▸ Extracted text
“If not now, when?” asked Uday Kotak, the Managing Director and CEO of a bank that bears his name, at the end of May while demitting office as President of the Confederation of Indian Industry, a business lobby group. He was referring to the urgency of the government putting more money in the hands of people to the extent of about 0.5 percent to 1 percent of GDP. It is rare for bankers to support expansionary policies.
Kotak said the government should use this money to alleviate the distress of those people who are down and out due to the second wave of the novel coronavirus epidemic that has resulted in the economy being shuttered to various degrees across states. This could happen in the form of direct cash transfers, payment of wages through the rural manual work scheme called MNREGS, and in the form of rations of grains to those who are newly unable to buy food because of loss of livelihoods.
In the budget for this year, the government had estimated it would need to borrow Rs 15 lakh cr or 6.8 percent of GDP. The assumption was that the economy would grow by 14.4 percent over the last year (in nominal terms, without discounting the inflation). The Reserve Bank has now revised the projected growth downwards by one percentage points. Experts like the former Reserve Bank Governor C Rangarajan expect GDP to grow at 13.4 percent. If the government acts as Kotak suggests, it will have to borrow Rs 17.46 lakh cr or 7.8 percent of GDP.
There is common agreement that the government should spend more to revive demand. The contentious issue is how this should be financed? Kotak says the Reserve Bank should “print money.” Kaushik Basu, who was Chief Economic Adviser in the Manmohan Singh government and also Chief Economist of the World Bank till 2016 has tweeted that Kotak’s are “excellent ideas.” But D. Subbarrao, who took over as RBI governor in 2008 just before Lehman Brothers collapsed (resulting in the global financial meltdown) has sounded caution. In an interview to news agency PTI, he said there are times when monetisation, despite its costs, becomes inevitable such as when the government cannot finance its deficit at reasonable rates. “We are nowhere near such a scenario.” Rangarajan has also been guarded. “Direct monetisation is best avoided,” he wrote in an article. He says the RBI should do more of what it is currently doing: make more bond issuances to support the government, should it choose to borrow more than budgeted for.
The Reserve Bank is the government’s debt manager. It can lend directly to the government or raise money by selling government bonds in the wholesale market. Money is created in both instances. But market discipline is brought to bear on the government when the RBI raises money through the market. This will be reflected in the price the buyers are willing to pay or the yields they seek. That, in turn, depends on their perception of where interest rates are headed, which is a function of economic growth, inflation expectations and so on. The government will be forced to husband its resources carefully, as a higher interest outgo will leave it with less money for other expenditures, including investment.
The government can also bypass the market and borrow directly from the Reserve Bank. This is what Kotak and Basu are suggesting. It will not crowd out private sector borrowings or raise general interest rates. (When the RBI sells bonds in the market it takes money out of the system, making less available for other players).
The government will still have to pay interest to the RBI. This is the RBI’s income. The government can claw it back in the form of dividend, which makes monetisation of the fiscal deficit a costless exercise. (The cost manifests as inflation). Deficit financing was the norm till 1994. That year a decision was taken to end the practice from 1997.

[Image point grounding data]

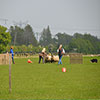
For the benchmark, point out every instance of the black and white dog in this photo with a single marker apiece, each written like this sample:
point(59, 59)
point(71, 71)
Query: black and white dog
point(94, 60)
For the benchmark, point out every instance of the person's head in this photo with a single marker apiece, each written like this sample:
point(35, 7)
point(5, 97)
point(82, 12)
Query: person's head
point(60, 46)
point(11, 47)
point(43, 50)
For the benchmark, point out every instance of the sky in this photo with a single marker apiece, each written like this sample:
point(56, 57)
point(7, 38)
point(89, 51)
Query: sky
point(69, 16)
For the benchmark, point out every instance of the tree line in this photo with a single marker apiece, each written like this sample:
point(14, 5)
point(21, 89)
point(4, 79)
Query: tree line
point(24, 40)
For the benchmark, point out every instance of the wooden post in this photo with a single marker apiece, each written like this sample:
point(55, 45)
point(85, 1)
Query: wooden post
point(10, 73)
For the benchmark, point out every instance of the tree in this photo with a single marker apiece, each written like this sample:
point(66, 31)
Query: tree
point(46, 37)
point(5, 38)
point(22, 36)
point(64, 38)
point(29, 37)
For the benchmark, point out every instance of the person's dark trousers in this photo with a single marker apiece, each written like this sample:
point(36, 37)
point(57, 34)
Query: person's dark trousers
point(13, 60)
point(40, 57)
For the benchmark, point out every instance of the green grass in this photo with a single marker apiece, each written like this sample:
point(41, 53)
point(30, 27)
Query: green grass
point(47, 81)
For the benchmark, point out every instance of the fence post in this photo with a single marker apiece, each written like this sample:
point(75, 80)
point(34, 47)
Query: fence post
point(10, 73)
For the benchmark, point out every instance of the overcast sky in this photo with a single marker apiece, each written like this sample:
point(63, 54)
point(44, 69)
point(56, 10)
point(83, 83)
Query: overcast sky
point(67, 16)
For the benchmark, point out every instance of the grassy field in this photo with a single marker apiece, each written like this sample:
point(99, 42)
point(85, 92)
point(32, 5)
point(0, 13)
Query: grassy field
point(47, 81)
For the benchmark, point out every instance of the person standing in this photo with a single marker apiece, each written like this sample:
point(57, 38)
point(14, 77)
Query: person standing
point(42, 55)
point(60, 53)
point(11, 51)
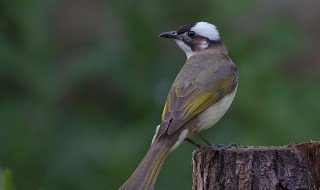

▸ Set of tasks
a. Translate this sentence from the article on financing India's pandemic relief spending into Spanish: "It is rare for bankers to support expansionary policies."
b. List every person named in the article on financing India's pandemic relief spending.
The records have no connection to the article.

▸ Replies
a. Es raro que los banqueros apoyen políticas expansionistas.

b.
- Uday Kotak
- C Rangarajan
- Kaushik Basu
- Manmohan Singh
- D. Subbarrao